WHAT YOU SHOULD DO
For the data below, restate word for word only the lines from the line containing "# drop a point on every instance of the orchestra" through the line containing "# drop a point on every instance of the musician", both ends included.

Point-per-instance localization data
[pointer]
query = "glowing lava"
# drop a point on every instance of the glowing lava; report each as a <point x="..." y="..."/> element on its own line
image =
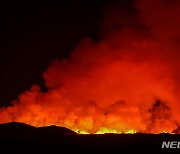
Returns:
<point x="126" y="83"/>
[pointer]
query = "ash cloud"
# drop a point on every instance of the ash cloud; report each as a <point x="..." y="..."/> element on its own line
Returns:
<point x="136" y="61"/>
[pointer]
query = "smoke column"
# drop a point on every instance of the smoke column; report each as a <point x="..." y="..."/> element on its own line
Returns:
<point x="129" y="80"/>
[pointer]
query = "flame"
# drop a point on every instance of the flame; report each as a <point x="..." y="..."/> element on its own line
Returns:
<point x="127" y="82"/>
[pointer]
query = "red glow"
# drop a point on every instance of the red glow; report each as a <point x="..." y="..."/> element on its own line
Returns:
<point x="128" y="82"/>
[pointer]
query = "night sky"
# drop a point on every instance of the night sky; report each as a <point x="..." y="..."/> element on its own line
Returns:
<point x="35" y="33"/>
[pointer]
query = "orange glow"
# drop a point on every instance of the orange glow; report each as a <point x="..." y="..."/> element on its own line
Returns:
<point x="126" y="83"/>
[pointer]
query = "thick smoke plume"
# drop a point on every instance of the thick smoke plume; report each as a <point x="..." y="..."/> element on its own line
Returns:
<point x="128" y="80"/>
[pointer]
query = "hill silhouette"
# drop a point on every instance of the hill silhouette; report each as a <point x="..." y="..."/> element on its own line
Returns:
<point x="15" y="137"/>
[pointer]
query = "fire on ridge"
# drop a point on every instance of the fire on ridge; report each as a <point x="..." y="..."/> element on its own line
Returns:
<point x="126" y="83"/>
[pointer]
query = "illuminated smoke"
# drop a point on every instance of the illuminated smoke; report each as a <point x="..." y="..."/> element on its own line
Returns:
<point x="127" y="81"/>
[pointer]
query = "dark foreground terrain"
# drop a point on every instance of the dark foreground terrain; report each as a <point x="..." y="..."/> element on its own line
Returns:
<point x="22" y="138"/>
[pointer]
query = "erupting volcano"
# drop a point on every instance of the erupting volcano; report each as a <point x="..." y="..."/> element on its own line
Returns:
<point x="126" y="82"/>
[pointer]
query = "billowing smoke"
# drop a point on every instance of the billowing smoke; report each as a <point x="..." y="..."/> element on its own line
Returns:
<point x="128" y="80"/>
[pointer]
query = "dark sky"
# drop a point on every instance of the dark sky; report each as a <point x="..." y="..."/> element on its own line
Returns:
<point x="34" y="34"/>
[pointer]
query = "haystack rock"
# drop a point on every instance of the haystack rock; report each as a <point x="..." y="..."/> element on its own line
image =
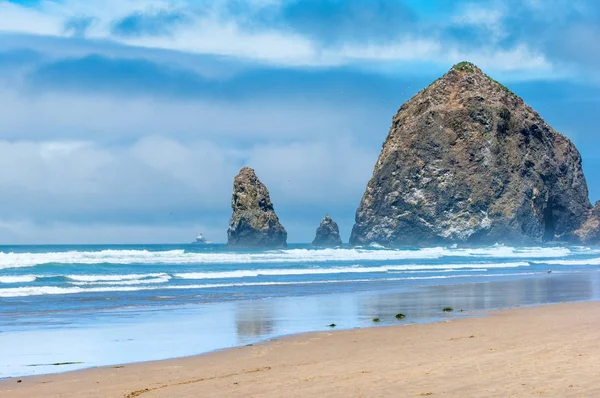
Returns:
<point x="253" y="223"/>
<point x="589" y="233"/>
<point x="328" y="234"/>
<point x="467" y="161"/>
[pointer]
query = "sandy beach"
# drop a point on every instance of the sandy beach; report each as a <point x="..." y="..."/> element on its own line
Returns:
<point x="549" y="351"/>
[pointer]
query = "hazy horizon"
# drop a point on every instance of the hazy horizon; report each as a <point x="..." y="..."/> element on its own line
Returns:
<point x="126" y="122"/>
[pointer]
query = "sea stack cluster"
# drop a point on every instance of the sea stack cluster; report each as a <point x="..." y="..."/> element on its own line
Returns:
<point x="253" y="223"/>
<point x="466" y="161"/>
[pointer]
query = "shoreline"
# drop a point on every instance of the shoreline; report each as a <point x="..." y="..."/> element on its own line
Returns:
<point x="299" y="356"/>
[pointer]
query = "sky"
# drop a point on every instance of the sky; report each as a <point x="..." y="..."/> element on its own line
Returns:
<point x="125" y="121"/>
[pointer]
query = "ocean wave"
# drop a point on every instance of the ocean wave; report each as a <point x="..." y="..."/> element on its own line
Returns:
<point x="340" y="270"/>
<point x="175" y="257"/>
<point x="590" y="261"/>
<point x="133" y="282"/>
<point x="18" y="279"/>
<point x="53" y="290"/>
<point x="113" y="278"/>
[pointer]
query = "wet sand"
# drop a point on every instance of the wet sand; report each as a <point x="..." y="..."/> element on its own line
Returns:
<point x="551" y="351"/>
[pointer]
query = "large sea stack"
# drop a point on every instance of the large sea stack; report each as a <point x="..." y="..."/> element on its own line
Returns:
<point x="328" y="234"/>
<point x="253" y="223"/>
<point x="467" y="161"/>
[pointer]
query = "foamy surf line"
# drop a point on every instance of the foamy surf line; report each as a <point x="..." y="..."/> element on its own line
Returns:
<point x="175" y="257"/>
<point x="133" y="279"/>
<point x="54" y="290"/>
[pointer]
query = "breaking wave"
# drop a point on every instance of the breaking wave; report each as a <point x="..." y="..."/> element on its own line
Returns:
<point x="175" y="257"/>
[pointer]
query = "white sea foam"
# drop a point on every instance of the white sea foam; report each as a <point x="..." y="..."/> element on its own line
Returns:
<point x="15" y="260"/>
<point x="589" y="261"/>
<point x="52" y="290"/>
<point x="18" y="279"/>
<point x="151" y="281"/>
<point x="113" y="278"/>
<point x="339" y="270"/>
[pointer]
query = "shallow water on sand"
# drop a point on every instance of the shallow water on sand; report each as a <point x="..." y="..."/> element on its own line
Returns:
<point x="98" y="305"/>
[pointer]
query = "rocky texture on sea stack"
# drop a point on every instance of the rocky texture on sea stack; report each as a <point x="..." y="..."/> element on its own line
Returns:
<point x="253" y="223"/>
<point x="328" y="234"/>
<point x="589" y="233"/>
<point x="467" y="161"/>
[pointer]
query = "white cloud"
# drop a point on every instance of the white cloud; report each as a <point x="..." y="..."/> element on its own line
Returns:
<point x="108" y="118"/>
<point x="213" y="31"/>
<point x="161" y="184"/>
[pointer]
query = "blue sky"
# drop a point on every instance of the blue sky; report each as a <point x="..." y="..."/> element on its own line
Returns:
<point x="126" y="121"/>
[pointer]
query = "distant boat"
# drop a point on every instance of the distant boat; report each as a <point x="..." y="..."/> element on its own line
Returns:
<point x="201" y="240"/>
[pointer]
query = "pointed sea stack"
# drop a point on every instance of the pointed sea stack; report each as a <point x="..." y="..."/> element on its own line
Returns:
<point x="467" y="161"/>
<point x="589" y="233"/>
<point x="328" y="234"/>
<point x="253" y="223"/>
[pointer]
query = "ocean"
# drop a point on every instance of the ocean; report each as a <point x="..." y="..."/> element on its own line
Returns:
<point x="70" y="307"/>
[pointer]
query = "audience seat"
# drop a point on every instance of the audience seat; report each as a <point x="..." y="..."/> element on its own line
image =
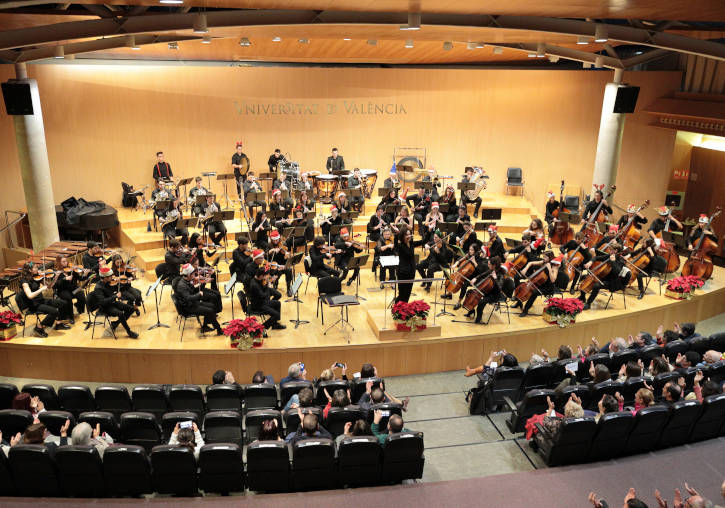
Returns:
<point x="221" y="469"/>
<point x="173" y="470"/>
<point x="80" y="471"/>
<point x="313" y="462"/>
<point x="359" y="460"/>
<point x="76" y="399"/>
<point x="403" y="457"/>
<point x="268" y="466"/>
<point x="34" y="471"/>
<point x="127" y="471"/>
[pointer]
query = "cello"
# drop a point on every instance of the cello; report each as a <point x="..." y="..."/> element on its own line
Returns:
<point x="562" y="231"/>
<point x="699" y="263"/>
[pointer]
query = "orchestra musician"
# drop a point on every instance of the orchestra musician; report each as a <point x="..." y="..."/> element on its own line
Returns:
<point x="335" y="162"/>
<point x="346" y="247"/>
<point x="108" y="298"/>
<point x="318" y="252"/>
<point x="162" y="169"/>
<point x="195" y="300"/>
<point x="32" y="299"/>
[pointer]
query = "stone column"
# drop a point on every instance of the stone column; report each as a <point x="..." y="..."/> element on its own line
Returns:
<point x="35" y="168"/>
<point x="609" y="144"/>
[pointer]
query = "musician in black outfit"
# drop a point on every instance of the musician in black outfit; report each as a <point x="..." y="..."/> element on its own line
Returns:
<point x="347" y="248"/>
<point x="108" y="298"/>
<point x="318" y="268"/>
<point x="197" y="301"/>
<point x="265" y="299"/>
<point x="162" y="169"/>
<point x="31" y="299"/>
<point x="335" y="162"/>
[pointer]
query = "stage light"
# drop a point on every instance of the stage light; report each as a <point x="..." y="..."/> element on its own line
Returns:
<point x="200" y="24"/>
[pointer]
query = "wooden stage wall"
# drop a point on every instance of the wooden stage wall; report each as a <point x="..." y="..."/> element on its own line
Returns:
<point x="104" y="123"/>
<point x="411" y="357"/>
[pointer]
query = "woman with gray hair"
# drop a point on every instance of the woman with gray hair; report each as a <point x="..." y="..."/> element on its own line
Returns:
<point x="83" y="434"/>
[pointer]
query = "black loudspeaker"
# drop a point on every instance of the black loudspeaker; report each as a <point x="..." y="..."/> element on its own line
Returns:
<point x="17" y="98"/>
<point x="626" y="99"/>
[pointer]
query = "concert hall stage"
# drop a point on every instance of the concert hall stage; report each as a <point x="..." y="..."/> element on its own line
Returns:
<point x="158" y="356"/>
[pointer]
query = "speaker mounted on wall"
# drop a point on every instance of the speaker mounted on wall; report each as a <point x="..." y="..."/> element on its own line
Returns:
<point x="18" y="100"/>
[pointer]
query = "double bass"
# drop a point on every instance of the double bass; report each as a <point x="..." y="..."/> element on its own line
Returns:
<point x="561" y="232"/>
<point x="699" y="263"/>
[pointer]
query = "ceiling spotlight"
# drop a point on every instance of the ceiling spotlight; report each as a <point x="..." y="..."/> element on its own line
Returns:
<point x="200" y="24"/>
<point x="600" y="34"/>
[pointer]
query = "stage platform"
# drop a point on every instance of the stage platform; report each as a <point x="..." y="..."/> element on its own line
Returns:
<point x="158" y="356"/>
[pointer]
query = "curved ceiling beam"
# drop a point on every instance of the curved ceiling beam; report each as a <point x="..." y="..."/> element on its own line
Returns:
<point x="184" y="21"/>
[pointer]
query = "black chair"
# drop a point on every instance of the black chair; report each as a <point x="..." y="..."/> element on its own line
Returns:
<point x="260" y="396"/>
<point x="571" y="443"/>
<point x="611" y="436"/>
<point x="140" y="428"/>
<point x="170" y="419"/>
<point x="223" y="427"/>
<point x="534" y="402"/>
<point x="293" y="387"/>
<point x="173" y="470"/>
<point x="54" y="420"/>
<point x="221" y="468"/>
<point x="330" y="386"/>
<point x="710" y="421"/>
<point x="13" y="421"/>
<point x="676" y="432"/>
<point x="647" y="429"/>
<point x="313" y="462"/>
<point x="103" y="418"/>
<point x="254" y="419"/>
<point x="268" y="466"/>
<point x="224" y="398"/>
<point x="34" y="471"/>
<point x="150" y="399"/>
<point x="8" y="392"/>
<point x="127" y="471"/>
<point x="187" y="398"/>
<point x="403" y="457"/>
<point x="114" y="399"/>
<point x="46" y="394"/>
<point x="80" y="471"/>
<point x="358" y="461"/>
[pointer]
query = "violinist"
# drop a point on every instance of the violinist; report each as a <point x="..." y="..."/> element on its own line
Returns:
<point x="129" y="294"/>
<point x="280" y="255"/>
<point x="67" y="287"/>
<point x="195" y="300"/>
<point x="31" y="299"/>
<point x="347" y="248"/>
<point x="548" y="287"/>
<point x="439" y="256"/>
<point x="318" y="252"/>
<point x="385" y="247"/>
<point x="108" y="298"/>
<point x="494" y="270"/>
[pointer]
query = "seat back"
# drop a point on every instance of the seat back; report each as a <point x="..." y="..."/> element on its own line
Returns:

RESPONSE AREA
# drop a point on every instance of the orchestra musician; report each as a <point x="..." y="..."/> element on its own line
Returns:
<point x="335" y="162"/>
<point x="346" y="247"/>
<point x="108" y="298"/>
<point x="318" y="252"/>
<point x="162" y="169"/>
<point x="195" y="300"/>
<point x="32" y="299"/>
[pointer]
query = "stone column"
# drop a point on every instance of the stone column; report each as a <point x="..." y="..."/> element on its own line
Returns:
<point x="35" y="168"/>
<point x="609" y="144"/>
[pointer]
query = "musician in black outfit"
# drop a point on every instance of the musician in black outfit; report each as a <point x="..." y="..."/> element on its own line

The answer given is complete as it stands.